Yes. But realizing, after working through BT, that Heidegger
almost immediately had reservations concerning (transcendental)
method and terminology of BT, it might be more rewarding to follow
Michael’s line, which is also harder.
Once we discussed Heidegger’s loneliness - Gary Moore was there -
and this loneliness seems not to be in any way deficient, as clearly
also not the mineness of “my ownmost question” of the Contributions.
I would even suggest that the entire BT problem disappears, when also
the we-saying by Heidegger is included. I then appears that, like other
traditional oppositions, also this one, individual-society, is exhausted.
And that the position of the thinker is to be determined anew and from
bottom up.
In all such cases the decisive is not to desire one meaning beforehand,
but bring oneself *before* the opposition which has become rigid.
By *asking*: who are we?
Heidegger once said, that through all of his texts, always this question
sounds. But so then it is *not* certain of what one is speaking, but
philosophy first has to find out. In utter loneliness, sure. But which is
not a psychological separetedness - which is the deficient mode - but
precisely BEING the Da, which is always also mit-sein. Masses, society, HAVE
NOTHING TO DO with MITSEIN. Just as hoi polloi, which is, as you would say
perhaps, the WAY OF BEING of the most. ‘We’ first have to find us, there is
nothing left to recur to but technology, when we say ‘we’.

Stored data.
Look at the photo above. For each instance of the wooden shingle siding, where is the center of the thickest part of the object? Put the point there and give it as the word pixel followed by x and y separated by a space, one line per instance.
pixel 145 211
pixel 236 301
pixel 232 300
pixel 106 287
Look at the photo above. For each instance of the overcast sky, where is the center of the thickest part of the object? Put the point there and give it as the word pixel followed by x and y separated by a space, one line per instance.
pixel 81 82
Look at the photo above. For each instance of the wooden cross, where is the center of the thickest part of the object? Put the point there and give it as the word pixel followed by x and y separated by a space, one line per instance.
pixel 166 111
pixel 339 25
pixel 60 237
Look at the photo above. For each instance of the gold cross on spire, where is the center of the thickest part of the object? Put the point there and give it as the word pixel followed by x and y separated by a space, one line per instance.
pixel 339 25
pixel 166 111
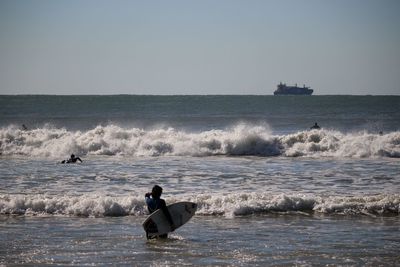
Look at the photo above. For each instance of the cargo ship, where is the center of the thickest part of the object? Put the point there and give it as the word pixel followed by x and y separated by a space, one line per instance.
pixel 283 89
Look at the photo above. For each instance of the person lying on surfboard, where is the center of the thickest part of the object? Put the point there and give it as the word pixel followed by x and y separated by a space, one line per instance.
pixel 154 202
pixel 72 159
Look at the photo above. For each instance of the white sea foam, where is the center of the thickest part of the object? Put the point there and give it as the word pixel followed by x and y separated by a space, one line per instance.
pixel 227 205
pixel 239 140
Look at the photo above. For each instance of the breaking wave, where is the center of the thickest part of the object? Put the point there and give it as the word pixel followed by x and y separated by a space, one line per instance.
pixel 227 205
pixel 241 140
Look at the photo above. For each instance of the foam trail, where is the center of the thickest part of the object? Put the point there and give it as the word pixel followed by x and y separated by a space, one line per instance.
pixel 235 204
pixel 240 140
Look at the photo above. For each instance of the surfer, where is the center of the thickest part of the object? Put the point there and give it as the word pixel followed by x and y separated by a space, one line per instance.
pixel 72 159
pixel 315 126
pixel 154 202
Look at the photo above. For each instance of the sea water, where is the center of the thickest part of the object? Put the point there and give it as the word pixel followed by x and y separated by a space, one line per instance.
pixel 269 190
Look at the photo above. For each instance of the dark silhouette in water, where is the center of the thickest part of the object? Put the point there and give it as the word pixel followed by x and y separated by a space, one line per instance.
pixel 72 159
pixel 154 202
pixel 315 126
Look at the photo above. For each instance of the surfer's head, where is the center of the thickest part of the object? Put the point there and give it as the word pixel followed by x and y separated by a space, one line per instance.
pixel 156 191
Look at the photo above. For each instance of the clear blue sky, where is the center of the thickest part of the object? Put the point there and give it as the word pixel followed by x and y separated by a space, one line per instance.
pixel 199 47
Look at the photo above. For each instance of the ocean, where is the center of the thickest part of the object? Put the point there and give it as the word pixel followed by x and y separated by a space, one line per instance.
pixel 270 191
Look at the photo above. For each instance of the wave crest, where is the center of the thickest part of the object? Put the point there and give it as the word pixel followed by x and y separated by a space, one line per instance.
pixel 227 205
pixel 240 140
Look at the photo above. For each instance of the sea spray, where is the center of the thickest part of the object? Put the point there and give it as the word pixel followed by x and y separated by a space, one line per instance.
pixel 239 140
pixel 228 205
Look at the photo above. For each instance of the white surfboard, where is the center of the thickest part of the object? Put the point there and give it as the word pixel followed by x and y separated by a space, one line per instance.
pixel 157 224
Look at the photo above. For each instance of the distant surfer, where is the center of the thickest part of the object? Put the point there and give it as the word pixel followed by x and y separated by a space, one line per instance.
pixel 155 202
pixel 72 159
pixel 315 127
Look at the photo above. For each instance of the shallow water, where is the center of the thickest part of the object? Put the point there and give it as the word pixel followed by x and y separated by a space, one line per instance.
pixel 274 239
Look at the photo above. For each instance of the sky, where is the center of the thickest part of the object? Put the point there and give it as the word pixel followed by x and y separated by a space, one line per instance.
pixel 199 47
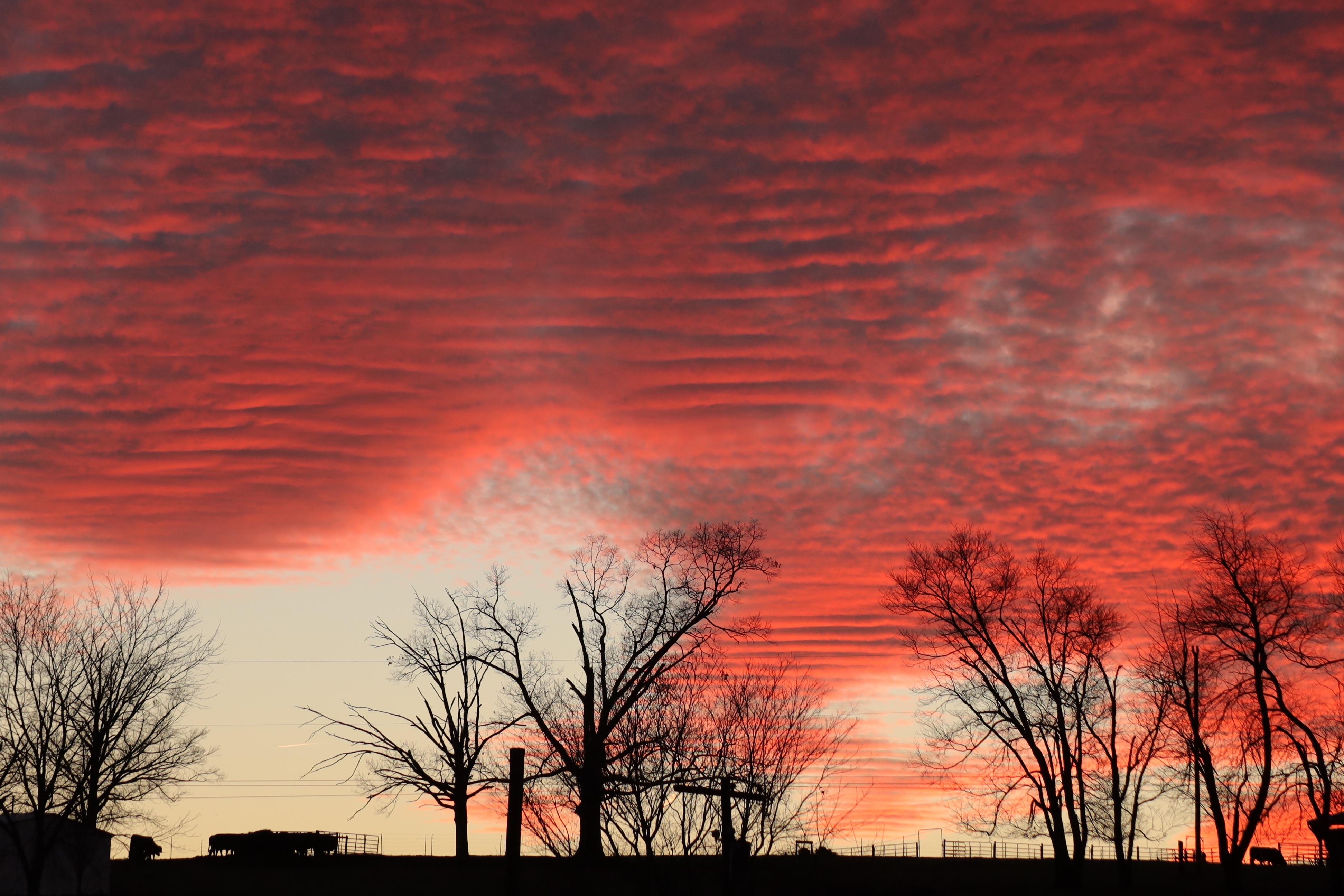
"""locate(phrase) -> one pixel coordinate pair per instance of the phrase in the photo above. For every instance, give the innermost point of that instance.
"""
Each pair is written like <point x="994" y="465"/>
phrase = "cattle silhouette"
<point x="144" y="848"/>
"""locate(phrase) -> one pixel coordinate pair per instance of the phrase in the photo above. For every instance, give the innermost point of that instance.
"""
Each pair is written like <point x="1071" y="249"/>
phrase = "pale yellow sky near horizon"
<point x="301" y="640"/>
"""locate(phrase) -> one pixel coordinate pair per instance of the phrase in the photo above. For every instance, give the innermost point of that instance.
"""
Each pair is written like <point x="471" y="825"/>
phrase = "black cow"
<point x="144" y="848"/>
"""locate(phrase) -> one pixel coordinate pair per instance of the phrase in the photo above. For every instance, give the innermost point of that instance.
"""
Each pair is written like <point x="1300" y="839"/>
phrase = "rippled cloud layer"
<point x="277" y="277"/>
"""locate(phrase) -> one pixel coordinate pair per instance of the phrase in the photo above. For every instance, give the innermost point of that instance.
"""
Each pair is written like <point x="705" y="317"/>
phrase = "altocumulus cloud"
<point x="275" y="274"/>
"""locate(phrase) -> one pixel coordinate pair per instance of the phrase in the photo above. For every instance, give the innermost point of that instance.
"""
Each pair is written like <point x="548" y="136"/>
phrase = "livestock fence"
<point x="913" y="848"/>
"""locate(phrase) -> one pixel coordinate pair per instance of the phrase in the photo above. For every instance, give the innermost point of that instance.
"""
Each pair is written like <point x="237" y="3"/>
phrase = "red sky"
<point x="284" y="280"/>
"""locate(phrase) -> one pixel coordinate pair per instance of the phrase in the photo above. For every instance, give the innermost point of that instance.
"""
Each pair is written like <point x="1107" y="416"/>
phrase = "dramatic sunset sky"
<point x="306" y="304"/>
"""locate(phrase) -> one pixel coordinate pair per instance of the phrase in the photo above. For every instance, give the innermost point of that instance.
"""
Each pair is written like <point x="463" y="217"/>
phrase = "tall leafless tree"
<point x="655" y="747"/>
<point x="773" y="734"/>
<point x="142" y="665"/>
<point x="634" y="624"/>
<point x="1011" y="649"/>
<point x="37" y="732"/>
<point x="1132" y="738"/>
<point x="447" y="758"/>
<point x="92" y="711"/>
<point x="1260" y="625"/>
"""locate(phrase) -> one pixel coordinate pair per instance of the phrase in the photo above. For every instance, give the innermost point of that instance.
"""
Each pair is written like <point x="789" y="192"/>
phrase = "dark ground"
<point x="676" y="876"/>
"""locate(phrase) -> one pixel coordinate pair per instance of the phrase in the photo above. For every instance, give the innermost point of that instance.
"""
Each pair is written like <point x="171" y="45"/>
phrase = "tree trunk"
<point x="1066" y="874"/>
<point x="463" y="848"/>
<point x="590" y="811"/>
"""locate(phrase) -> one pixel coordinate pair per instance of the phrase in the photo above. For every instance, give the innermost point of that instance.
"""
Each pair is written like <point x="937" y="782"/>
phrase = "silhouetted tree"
<point x="445" y="761"/>
<point x="1129" y="729"/>
<point x="95" y="691"/>
<point x="1012" y="652"/>
<point x="634" y="624"/>
<point x="1259" y="623"/>
<point x="773" y="735"/>
<point x="140" y="667"/>
<point x="656" y="746"/>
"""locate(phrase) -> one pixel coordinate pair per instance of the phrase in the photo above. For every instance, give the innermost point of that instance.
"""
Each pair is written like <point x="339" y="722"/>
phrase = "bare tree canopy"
<point x="1260" y="715"/>
<point x="634" y="623"/>
<point x="447" y="758"/>
<point x="93" y="703"/>
<point x="1012" y="651"/>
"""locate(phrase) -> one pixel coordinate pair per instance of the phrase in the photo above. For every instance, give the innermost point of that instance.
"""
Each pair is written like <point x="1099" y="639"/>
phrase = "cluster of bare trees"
<point x="644" y="703"/>
<point x="93" y="695"/>
<point x="1057" y="714"/>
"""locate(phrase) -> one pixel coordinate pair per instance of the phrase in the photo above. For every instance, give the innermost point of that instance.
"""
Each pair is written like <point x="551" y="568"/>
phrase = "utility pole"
<point x="1198" y="765"/>
<point x="514" y="821"/>
<point x="734" y="853"/>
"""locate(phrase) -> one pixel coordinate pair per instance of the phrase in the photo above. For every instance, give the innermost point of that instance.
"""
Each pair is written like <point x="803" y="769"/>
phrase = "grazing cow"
<point x="144" y="848"/>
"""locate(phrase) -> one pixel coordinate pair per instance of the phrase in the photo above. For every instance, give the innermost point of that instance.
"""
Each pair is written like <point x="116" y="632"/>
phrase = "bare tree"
<point x="775" y="735"/>
<point x="1132" y="737"/>
<point x="37" y="734"/>
<point x="142" y="665"/>
<point x="447" y="759"/>
<point x="1260" y="626"/>
<point x="631" y="631"/>
<point x="95" y="692"/>
<point x="655" y="747"/>
<point x="1012" y="653"/>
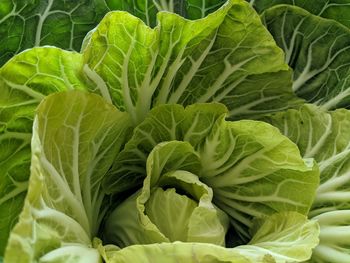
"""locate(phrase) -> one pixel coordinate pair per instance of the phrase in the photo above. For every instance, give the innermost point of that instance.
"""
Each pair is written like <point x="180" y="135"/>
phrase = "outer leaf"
<point x="285" y="237"/>
<point x="164" y="123"/>
<point x="338" y="10"/>
<point x="26" y="24"/>
<point x="226" y="57"/>
<point x="325" y="137"/>
<point x="147" y="10"/>
<point x="254" y="174"/>
<point x="24" y="82"/>
<point x="160" y="212"/>
<point x="319" y="52"/>
<point x="76" y="137"/>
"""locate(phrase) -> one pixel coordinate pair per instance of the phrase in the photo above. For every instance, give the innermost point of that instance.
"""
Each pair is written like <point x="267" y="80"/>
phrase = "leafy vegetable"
<point x="27" y="24"/>
<point x="139" y="76"/>
<point x="24" y="82"/>
<point x="325" y="137"/>
<point x="75" y="139"/>
<point x="185" y="62"/>
<point x="250" y="174"/>
<point x="333" y="9"/>
<point x="318" y="50"/>
<point x="78" y="135"/>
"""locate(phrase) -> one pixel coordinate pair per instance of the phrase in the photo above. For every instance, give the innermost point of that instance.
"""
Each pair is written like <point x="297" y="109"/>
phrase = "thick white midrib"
<point x="333" y="183"/>
<point x="30" y="92"/>
<point x="170" y="76"/>
<point x="238" y="208"/>
<point x="70" y="198"/>
<point x="25" y="137"/>
<point x="311" y="151"/>
<point x="100" y="83"/>
<point x="333" y="196"/>
<point x="146" y="91"/>
<point x="63" y="74"/>
<point x="324" y="164"/>
<point x="130" y="108"/>
<point x="175" y="96"/>
<point x="327" y="5"/>
<point x="333" y="102"/>
<point x="258" y="198"/>
<point x="20" y="188"/>
<point x="164" y="5"/>
<point x="60" y="218"/>
<point x="42" y="18"/>
<point x="218" y="166"/>
<point x="289" y="50"/>
<point x="222" y="95"/>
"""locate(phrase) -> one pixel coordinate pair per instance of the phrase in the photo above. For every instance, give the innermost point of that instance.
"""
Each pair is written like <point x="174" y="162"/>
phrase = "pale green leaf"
<point x="76" y="137"/>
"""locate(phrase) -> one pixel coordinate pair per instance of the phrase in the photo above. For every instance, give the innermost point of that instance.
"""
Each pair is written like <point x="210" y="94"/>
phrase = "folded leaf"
<point x="318" y="50"/>
<point x="24" y="81"/>
<point x="76" y="137"/>
<point x="228" y="57"/>
<point x="252" y="174"/>
<point x="325" y="137"/>
<point x="338" y="10"/>
<point x="280" y="238"/>
<point x="173" y="204"/>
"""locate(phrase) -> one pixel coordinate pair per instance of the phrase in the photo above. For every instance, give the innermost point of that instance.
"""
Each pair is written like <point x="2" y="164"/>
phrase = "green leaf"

Task objective.
Reproduce the entire passage on Heidegger word for word. The records were taken from a separate source.

Output of the exercise.
Yes. But realizing, after working through BT, that Heidegger
almost immediately had reservations concerning (transcendental)
method and terminology of BT, it might be more rewarding to follow
Michael’s line, which is also harder.
Once we discussed Heidegger’s loneliness - Gary Moore was there -
and this loneliness seems not to be in any way deficient, as clearly
also not the mineness of “my ownmost question” of the Contributions.
I would even suggest that the entire BT problem disappears, when also
the we-saying by Heidegger is included. I then appears that, like other
traditional oppositions, also this one, individual-society, is exhausted.
And that the position of the thinker is to be determined anew and from
bottom up.
In all such cases the decisive is not to desire one meaning beforehand,
but bring oneself *before* the opposition which has become rigid.
By *asking*: who are we?
Heidegger once said, that through all of his texts, always this question
sounds. But so then it is *not* certain of what one is speaking, but
philosophy first has to find out. In utter loneliness, sure. But which is
not a psychological separetedness - which is the deficient mode - but
precisely BEING the Da, which is always also mit-sein. Masses, society, HAVE
NOTHING TO DO with MITSEIN. Just as hoi polloi, which is, as you would say
perhaps, the WAY OF BEING of the most. ‘We’ first have to find us, there is
nothing left to recur to but technology, when we say ‘we’.